[Exercise requirements]
Write out, exactly as they appear, only the lines running from the line with "Annotate the grass" to the final line of the listing; include both.

[Material provided]
________________________

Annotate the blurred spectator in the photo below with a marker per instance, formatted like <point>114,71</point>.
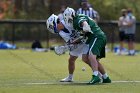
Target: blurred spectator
<point>122,27</point>
<point>60,15</point>
<point>88,10</point>
<point>130,31</point>
<point>36,44</point>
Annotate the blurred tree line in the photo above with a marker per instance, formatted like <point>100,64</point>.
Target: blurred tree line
<point>41,9</point>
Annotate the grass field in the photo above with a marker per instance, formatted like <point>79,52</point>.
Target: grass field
<point>25,71</point>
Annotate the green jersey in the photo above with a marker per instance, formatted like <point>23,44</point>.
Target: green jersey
<point>77,24</point>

________________________

[Task output]
Annotate the grass field in the photo above with a marker per instance, formatted like <point>79,52</point>.
Target: grass field
<point>25,71</point>
Annotate the green jersey in the photo above with a marker per instance, formatted like <point>23,44</point>.
Target: green jersey
<point>77,24</point>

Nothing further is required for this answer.